PROBLEM TO SOLVE
Of all the lines below, return only those starting with the line holding "column 311, row 348" and going on through the line holding "column 1, row 530", exactly as written.

DATASET ENTRIES
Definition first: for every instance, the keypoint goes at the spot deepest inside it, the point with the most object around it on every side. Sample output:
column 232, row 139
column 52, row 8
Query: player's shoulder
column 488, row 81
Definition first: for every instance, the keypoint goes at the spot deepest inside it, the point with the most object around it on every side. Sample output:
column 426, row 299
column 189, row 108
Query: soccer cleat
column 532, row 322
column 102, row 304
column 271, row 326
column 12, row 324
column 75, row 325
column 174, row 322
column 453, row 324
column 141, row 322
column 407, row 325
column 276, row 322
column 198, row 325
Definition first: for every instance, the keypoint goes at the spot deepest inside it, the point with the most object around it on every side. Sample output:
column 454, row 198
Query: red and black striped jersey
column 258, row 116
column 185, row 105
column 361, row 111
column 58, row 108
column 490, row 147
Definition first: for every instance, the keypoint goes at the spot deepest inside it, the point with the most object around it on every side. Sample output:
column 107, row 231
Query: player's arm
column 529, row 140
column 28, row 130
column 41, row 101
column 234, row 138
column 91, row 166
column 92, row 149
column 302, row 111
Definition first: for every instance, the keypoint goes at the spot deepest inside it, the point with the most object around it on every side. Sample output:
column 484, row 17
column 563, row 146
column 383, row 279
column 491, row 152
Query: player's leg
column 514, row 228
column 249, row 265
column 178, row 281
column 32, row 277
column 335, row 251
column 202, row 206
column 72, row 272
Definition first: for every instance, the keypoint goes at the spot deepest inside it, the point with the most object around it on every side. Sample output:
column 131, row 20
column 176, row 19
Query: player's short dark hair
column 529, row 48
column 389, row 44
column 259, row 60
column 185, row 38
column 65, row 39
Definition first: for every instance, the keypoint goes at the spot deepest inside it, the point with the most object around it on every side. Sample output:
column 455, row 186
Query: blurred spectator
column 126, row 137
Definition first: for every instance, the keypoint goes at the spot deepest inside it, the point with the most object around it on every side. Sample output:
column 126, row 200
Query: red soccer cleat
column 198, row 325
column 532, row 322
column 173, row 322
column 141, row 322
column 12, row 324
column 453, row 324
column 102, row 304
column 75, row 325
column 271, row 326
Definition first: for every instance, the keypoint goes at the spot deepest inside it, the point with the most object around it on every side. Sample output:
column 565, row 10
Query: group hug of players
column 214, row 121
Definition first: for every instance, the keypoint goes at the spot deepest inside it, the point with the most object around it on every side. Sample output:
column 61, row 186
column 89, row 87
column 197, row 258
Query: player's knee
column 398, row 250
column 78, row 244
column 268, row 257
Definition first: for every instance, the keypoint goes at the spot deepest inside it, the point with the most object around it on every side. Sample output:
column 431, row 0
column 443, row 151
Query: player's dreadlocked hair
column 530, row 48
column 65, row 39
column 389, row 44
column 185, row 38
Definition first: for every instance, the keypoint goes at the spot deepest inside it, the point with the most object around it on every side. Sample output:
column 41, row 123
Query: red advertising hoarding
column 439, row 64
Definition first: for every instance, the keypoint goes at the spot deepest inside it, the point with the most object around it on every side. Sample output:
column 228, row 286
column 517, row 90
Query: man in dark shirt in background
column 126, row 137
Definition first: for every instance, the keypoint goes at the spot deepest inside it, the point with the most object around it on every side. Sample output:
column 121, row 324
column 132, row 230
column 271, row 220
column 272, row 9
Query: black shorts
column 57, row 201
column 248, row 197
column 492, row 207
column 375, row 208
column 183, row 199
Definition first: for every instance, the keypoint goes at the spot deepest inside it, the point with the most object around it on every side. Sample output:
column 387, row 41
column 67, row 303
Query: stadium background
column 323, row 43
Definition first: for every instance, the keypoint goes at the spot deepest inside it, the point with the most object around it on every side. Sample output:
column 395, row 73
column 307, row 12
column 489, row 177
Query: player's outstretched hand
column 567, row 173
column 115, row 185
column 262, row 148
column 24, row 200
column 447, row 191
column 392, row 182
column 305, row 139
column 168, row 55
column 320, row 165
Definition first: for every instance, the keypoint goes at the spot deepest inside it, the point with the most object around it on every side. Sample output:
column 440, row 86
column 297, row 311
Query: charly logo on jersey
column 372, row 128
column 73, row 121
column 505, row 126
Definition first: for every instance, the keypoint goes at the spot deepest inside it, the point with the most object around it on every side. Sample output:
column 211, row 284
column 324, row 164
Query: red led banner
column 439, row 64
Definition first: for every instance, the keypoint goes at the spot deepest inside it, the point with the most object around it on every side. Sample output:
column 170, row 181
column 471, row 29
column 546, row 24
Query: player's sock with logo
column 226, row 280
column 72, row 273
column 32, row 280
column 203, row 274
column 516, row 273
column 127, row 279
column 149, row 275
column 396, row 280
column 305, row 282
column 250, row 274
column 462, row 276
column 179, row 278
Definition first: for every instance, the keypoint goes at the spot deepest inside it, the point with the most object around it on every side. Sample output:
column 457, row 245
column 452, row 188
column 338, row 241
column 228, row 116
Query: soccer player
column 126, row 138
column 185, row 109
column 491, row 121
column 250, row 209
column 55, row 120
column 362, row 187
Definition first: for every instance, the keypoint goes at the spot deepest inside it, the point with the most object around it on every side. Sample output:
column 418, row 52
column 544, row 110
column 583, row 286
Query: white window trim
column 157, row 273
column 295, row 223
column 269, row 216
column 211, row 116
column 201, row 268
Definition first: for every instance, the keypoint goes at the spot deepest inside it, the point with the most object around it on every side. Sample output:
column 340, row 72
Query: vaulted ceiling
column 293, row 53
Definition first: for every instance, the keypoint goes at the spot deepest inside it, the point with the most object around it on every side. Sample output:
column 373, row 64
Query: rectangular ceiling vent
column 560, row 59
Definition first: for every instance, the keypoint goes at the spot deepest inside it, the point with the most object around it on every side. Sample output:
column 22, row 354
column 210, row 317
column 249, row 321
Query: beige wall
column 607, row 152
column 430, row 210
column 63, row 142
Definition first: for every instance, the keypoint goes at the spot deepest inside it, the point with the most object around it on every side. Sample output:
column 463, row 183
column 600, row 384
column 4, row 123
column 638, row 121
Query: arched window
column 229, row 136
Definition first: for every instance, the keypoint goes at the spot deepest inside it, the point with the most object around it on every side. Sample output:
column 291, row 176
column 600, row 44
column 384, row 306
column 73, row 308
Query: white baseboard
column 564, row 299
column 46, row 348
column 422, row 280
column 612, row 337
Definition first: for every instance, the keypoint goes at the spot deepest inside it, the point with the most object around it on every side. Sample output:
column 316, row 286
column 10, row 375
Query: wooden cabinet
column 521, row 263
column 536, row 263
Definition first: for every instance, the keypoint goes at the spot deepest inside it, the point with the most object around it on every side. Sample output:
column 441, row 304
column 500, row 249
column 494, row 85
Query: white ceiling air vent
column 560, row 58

---

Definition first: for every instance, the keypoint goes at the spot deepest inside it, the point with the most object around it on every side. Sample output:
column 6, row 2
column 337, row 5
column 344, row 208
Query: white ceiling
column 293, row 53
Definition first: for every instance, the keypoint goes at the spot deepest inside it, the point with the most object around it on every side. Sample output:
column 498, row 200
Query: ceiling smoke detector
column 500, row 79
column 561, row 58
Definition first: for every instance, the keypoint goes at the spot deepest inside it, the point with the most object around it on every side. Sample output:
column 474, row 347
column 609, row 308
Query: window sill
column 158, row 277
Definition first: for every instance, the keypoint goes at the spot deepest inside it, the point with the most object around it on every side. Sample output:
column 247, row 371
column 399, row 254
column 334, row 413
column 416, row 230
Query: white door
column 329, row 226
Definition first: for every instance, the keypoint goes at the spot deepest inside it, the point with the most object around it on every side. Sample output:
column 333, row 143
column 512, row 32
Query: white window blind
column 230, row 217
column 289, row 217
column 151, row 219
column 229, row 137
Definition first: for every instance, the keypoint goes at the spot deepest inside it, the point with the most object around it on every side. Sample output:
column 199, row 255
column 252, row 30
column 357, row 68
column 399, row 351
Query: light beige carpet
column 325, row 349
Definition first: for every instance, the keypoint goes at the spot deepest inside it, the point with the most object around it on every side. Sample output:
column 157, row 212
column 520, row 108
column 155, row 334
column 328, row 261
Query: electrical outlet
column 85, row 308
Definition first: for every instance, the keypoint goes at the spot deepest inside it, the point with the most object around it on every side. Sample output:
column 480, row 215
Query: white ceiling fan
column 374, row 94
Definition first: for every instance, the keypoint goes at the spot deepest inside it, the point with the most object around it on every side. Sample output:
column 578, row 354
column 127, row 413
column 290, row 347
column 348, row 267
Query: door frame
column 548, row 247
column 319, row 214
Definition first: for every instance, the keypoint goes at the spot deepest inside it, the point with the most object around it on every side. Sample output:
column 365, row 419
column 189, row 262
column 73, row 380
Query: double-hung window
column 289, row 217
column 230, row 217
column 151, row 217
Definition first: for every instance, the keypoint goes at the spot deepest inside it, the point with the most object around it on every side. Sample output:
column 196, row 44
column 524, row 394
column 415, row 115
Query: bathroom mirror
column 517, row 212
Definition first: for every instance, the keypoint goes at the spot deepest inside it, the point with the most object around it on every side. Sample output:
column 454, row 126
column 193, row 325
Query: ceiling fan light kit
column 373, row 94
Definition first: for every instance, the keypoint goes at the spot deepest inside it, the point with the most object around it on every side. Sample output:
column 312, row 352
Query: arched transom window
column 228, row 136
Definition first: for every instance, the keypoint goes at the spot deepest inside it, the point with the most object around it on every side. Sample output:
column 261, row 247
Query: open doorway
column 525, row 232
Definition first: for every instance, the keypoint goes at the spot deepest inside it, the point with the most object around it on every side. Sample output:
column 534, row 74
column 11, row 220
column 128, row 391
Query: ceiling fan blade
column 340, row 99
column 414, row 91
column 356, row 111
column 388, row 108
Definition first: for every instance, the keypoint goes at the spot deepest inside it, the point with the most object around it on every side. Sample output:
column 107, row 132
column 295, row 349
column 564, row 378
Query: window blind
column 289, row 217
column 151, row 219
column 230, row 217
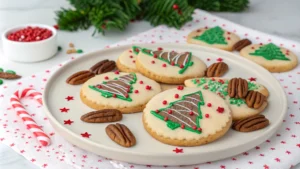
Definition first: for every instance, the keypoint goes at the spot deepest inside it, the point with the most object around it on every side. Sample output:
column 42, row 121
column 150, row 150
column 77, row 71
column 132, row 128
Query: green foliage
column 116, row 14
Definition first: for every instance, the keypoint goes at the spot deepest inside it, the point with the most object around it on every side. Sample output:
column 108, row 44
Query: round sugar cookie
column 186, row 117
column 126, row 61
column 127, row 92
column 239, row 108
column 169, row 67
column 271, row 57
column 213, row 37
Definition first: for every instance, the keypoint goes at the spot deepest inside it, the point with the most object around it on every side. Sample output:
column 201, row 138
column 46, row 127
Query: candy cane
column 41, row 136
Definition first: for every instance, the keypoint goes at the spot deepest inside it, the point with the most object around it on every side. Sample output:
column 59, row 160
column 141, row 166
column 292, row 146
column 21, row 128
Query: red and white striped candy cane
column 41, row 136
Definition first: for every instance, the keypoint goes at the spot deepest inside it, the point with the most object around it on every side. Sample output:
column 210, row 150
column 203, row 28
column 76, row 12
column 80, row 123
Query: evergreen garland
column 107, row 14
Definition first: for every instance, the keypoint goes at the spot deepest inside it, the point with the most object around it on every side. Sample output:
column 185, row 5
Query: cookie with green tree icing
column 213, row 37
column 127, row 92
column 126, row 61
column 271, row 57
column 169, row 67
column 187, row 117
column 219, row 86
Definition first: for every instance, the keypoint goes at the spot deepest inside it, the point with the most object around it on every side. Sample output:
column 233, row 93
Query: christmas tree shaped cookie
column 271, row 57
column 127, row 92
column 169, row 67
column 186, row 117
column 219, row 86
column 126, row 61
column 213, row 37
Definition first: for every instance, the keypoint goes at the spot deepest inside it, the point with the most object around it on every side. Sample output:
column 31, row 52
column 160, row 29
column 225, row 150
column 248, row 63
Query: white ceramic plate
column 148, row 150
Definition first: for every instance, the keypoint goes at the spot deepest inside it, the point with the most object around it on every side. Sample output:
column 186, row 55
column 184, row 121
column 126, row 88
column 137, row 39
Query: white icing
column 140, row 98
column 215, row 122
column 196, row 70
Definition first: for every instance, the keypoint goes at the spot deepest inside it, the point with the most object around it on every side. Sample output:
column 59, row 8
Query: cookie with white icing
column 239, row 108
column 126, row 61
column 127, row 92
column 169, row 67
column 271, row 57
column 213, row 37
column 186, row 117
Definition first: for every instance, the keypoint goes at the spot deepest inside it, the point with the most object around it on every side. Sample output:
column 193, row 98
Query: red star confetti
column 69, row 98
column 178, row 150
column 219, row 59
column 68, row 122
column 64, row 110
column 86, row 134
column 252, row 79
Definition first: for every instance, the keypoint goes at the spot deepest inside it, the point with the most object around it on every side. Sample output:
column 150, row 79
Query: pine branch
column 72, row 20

...

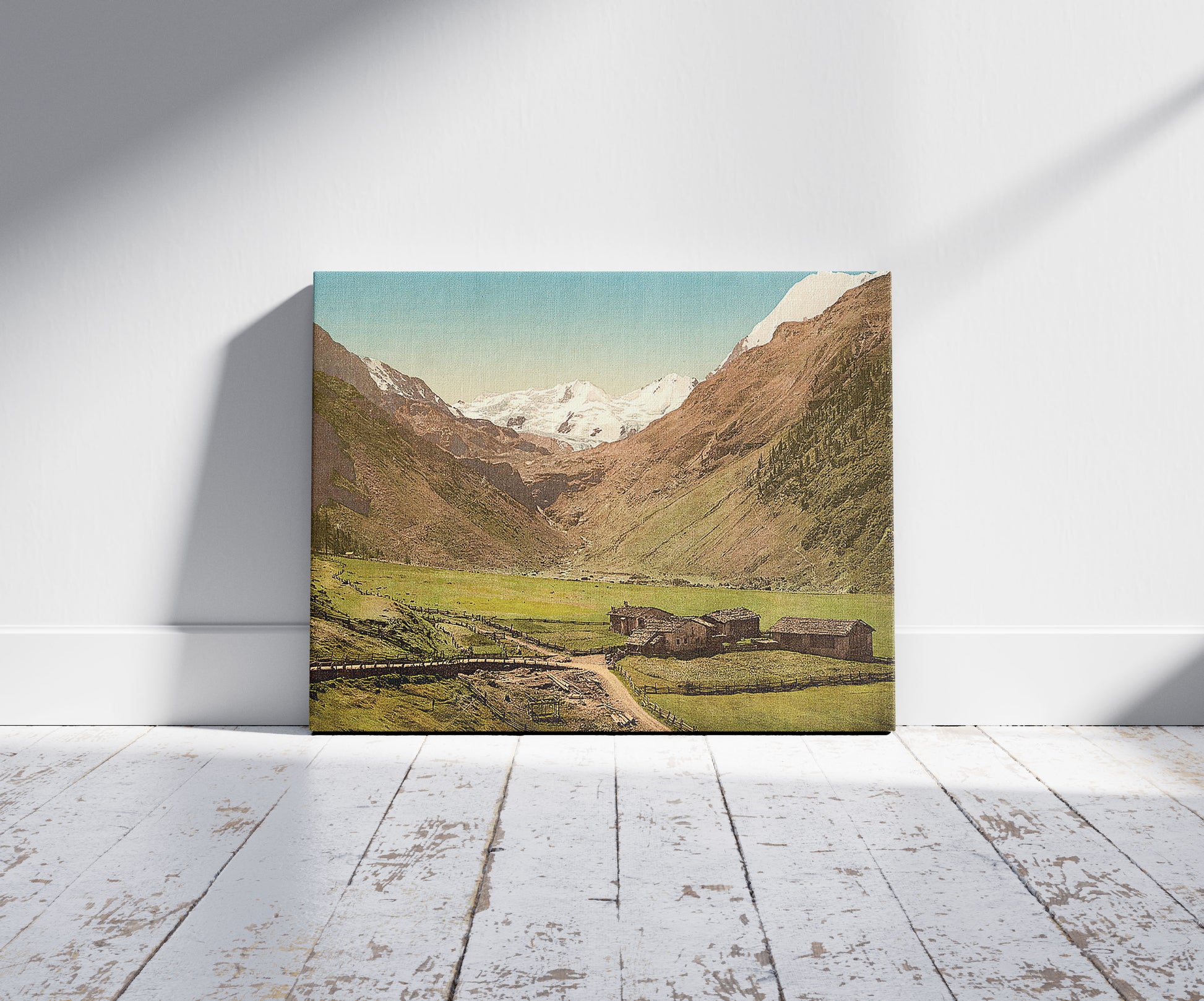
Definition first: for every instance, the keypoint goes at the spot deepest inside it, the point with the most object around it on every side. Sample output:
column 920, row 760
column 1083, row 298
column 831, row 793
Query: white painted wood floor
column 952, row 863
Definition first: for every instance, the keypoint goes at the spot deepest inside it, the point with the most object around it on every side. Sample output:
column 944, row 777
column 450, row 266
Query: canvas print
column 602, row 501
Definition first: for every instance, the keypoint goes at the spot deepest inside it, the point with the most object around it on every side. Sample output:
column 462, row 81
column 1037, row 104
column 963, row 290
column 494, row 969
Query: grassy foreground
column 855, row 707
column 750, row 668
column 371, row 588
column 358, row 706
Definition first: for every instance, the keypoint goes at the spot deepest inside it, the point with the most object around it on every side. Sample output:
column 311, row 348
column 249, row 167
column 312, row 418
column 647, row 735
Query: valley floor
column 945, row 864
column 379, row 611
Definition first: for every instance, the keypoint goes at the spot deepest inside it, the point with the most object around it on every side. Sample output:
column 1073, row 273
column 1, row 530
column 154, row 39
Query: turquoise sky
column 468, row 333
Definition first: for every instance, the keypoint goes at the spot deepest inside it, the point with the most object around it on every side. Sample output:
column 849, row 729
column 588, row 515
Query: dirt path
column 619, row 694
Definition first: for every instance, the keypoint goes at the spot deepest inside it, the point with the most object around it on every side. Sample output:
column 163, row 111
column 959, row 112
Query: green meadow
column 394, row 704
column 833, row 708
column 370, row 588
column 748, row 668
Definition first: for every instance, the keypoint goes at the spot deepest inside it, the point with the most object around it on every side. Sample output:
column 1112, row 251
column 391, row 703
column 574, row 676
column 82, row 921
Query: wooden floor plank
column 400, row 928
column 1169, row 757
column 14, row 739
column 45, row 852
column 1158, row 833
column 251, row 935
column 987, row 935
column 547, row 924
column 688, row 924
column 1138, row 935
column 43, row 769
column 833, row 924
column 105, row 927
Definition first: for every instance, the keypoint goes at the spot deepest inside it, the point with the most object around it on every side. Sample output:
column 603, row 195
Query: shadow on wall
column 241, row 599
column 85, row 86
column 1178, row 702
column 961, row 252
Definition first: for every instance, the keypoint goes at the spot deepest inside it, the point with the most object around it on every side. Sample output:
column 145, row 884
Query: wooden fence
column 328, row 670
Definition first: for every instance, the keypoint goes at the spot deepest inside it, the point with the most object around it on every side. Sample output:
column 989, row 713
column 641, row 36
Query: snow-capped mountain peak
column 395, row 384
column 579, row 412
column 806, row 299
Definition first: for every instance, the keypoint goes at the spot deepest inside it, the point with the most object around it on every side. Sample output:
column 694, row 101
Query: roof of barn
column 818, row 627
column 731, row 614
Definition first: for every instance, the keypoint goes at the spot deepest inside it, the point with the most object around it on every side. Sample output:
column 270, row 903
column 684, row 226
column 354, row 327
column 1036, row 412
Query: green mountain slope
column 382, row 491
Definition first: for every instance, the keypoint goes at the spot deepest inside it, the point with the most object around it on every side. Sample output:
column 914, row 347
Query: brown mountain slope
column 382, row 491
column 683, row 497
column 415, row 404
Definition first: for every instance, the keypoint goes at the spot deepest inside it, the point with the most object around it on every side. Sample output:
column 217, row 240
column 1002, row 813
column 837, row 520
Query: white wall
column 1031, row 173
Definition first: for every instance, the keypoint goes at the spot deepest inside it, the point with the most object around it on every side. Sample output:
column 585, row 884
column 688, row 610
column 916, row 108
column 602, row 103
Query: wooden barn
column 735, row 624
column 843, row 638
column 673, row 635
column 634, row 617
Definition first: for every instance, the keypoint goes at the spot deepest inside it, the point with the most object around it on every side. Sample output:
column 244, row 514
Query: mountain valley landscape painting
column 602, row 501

REPLY
column 311, row 348
column 249, row 167
column 312, row 418
column 647, row 735
Query: valley floor
column 945, row 864
column 379, row 611
Definition first: for every instance, the keypoint goes at the spot deepest inside it, the point with the most object around it on every side. Sample output:
column 1073, row 273
column 1, row 530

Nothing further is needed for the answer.